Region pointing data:
·····

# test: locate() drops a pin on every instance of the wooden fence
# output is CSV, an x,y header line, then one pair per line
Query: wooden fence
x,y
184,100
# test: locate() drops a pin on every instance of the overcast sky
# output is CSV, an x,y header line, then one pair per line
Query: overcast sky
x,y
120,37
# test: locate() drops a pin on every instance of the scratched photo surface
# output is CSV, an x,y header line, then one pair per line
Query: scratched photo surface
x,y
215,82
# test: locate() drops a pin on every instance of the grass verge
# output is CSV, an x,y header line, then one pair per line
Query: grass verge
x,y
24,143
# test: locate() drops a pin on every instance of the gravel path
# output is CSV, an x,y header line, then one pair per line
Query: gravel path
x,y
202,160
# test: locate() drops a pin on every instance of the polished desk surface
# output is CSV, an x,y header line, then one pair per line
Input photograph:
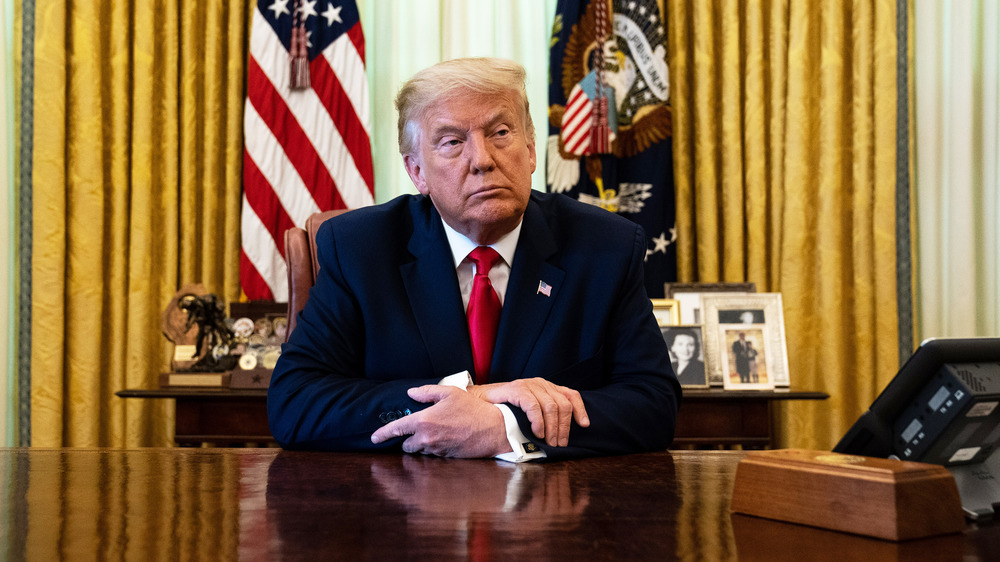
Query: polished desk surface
x,y
268,504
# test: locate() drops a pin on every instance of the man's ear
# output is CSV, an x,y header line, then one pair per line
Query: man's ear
x,y
531,151
415,171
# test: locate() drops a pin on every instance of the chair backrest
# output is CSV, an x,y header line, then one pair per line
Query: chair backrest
x,y
303,265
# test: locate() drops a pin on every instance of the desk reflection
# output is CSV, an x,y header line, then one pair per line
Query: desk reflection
x,y
417,506
266,504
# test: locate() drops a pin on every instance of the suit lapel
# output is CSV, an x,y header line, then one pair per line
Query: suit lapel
x,y
526,308
432,289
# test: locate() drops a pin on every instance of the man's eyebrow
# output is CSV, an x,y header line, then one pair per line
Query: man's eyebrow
x,y
498,116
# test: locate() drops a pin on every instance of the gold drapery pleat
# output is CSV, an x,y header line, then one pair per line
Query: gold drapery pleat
x,y
137,156
785,163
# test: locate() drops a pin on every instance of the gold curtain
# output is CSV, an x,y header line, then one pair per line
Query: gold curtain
x,y
785,162
136,165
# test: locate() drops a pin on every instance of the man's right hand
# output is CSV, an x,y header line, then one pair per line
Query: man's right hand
x,y
550,408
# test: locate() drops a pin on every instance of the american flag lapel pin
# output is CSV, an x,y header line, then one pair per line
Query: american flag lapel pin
x,y
544,288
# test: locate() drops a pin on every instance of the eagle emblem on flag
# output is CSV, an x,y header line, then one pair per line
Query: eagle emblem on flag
x,y
610,142
635,77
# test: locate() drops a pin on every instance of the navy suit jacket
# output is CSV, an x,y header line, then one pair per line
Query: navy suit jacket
x,y
386,315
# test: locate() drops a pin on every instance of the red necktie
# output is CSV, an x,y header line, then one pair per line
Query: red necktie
x,y
483,312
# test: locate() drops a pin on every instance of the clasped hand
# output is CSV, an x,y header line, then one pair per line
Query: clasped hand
x,y
467,424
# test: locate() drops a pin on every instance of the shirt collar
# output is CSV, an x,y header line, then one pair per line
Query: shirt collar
x,y
461,245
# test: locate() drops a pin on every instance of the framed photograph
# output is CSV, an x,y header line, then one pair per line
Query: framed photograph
x,y
688,295
666,312
744,359
687,354
741,328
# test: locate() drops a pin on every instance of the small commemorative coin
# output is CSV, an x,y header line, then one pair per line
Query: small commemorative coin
x,y
220,351
248,361
270,358
243,327
263,327
280,327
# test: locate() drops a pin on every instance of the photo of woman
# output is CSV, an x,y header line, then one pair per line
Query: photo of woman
x,y
684,344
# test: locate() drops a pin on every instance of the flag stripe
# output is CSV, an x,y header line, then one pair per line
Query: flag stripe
x,y
313,120
276,170
303,154
265,203
260,248
307,149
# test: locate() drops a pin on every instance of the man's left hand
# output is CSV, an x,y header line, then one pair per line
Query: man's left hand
x,y
457,425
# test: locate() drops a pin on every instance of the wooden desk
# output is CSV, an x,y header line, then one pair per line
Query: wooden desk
x,y
268,504
710,417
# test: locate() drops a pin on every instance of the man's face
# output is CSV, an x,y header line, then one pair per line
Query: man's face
x,y
475,159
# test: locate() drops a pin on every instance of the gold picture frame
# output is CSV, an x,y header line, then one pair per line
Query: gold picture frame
x,y
687,354
757,315
666,311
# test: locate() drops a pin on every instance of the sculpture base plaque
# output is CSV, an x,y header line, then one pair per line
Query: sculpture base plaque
x,y
883,498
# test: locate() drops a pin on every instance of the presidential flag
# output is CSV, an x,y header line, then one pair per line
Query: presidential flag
x,y
609,119
306,129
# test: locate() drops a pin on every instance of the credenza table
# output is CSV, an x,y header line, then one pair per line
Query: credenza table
x,y
271,504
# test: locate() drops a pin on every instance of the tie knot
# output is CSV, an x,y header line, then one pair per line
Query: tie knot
x,y
484,257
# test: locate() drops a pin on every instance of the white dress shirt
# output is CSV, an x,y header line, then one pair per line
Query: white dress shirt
x,y
499,276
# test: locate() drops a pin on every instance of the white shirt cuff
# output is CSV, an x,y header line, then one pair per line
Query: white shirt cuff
x,y
458,380
523,448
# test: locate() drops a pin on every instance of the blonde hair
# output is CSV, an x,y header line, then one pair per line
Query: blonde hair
x,y
449,79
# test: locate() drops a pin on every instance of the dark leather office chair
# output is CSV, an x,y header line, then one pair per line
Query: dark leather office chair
x,y
300,255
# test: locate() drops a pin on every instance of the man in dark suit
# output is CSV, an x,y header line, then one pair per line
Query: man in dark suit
x,y
382,358
742,355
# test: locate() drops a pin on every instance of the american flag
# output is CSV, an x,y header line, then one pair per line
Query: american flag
x,y
306,150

·····

Task instructions:
Repeat all the records above exactly, leaving out any pictures.

Response area:
# test: locate() drops a pin on every instance of the wooden fence
# output is CSV, an x,y header line, then one pair per line
Query: wooden fence
x,y
184,100
# test: locate() drops a pin on every instance of the overcast sky
# output is CSV, an x,y header line, then one pair per line
Query: overcast sky
x,y
120,37
# test: locate() drops a pin on every instance of the scratched photo surface
# output is CSV, an x,y header line, then one pair per line
Query: scratched photo surface
x,y
215,82
# test: locate() drops a pin on every instance of the grass verge
# output is CSV, an x,y header line, then one pair per line
Query: grass verge
x,y
24,143
# test: locate() drops a pin on every instance of the gravel path
# output is CSV, an x,y header line, then one pair per line
Query: gravel path
x,y
202,160
# test: locate() drops a pin on every instance of the polished desk surface
# output is CSV, an x,y header line, then one pair per line
Input photograph:
Query: polished desk surface
x,y
268,504
# test: locate() drops a pin on every instance of the man's ear
# output is CSV, an x,y header line, then one pair per line
Query: man's ear
x,y
531,151
415,171
# test: locate() drops a pin on every instance of the chair backrest
# output is CSV, an x,y header line, then one pair per line
Query: chair backrest
x,y
303,265
# test: locate() drops a pin on every instance of the desk reflection
# output is CSV, an x,y header line, then one pair per line
Query: desk reflection
x,y
417,506
266,504
# test: locate() drops a pin on every instance of the suit lapel
# output is CSV, an x,y header line, then one pair per line
Query: suit lapel
x,y
526,308
432,289
# test: locate() drops a pin on every instance of the man's eyebrow
# output is CSV, an x,y header line, then one pair per line
Query: man's eyebrow
x,y
498,116
# test: locate() drops a pin on every instance of the gold drapery pleat
# output is CSV, an x,y header line, then one pair per line
Query: gold drapery pleat
x,y
137,156
785,163
# test: locate() drops a pin on every instance of the gold curtain
# output is CSV, an x,y header line, then one pair per line
Query: gold curtain
x,y
785,162
136,165
# test: locate() drops a pin on every instance of the man's right hand
# output is CSV, an x,y header line, then one pair per line
Query: man's right hand
x,y
550,408
# test: locate() drops a pin on every instance of the american flag lapel pin
# output is CSV, an x,y header line, then one pair per line
Query: american flag lapel pin
x,y
544,288
# test: locate() drops a pin on every instance of the eagle emblem on flag
# output is CSV, an x,y header line, then one pair per line
Query: eagle emblem on flag
x,y
610,142
635,77
# test: locate() drops a pin on every instance of the navy suit jacket
# output is CSV, an x,y header line, then one pair per line
Query: navy suit jacket
x,y
386,315
# test: locate() drops a pin on every instance of the red necktie
# output is CSV, an x,y header line, then one pair per line
Query: red necktie
x,y
483,312
# test: locate() drops a pin on every instance of the clasped hand
# output is CSV, an x,y header line, then one pair per line
Query: clasped hand
x,y
467,424
# test: locate() drops a pin on every instance of the shirt collar
# output is CSV, an x,y header line, then one pair per line
Query: shirt collar
x,y
461,245
# test: locate() drops a pin on every instance of the framed photograph
# output is CSV, an x,y header line, then one pair per line
Query: framed photograph
x,y
688,295
666,312
744,359
687,354
741,328
# test: locate() drops a pin on every instance of the small commemorative coin
# output is CSV, an x,y header line, then one pair per line
Query: small commemorative coin
x,y
220,351
248,361
270,358
243,327
263,327
280,327
# test: locate() drops a pin on every instance of the photo of woman
# output is CSV, an x,y header line, then one pair per line
Query: photo of woman
x,y
684,344
# test: locate() drops a pin on every instance of the flag stripe
# output is CSV, an x,y header line, then one pair per line
Query: flag stripe
x,y
313,120
276,170
303,154
265,203
260,248
307,149
# test: locate() drops a pin on every instance of the man's left hand
# output is CSV, an x,y header line, then one pair per line
Query: man's left hand
x,y
457,425
# test: locate() drops a pin on every instance of the wooden desk
# output is CSV, an x,y header line, then one pair per line
Query: wooden desk
x,y
268,504
710,417
# test: locate() drops a pin on every instance of the man's face
# output is CSV, an x,y header line, then one pair per line
Query: man's face
x,y
475,159
# test: locate() drops a pin on every instance of the gold picture frame
# output is CSV, an x,y header line, then one pair per line
Query: gold picture frame
x,y
687,354
757,315
666,311
# test: locate() drops a pin on every instance of the sculpture base plaque
# output is CSV, an x,y header line, then one pair per line
Query: sculpture base plaque
x,y
883,498
# test: locate() drops a pin on every instance of the presidential flag
# output is CSV, an x,y header line, then one pair per line
Query: presidential flag
x,y
609,119
306,129
# test: locate() drops a pin on every instance of the credenza table
# output is CSV, an x,y header line, then one pair per line
Query: credenza table
x,y
271,504
# test: locate() drops a pin on every instance of the tie knot
# output is CSV, an x,y header line, then one pair per line
Query: tie knot
x,y
484,257
# test: locate() drops a pin on every instance of the white dress shirt
# output is CSV, an x,y header line, then one pair per line
Query: white dress shirt
x,y
499,276
# test: locate() drops a pin on every instance of the white shirt cuff
# output is CSV, an x,y header line, then one pair per line
Query: white shirt cuff
x,y
458,380
523,448
# test: locate() drops a pin on every instance of the blonde hair
# output is CSV, an x,y header line, then one pair per line
Query: blonde hair
x,y
449,79
# test: locate() drops a pin on every instance of the dark leather office chair
# output is CSV, an x,y header line, then one pair per line
Query: dark leather office chair
x,y
300,255
# test: locate() drops a pin on every instance of the man in dark suit
# output is CSV, an x,y header line, then one pair per line
Query: man in dark suit
x,y
382,358
742,355
# test: locate() drops a pin on every instance of the american flag
# output is CSV, an x,y header line, then one pair per line
Query: american flag
x,y
306,150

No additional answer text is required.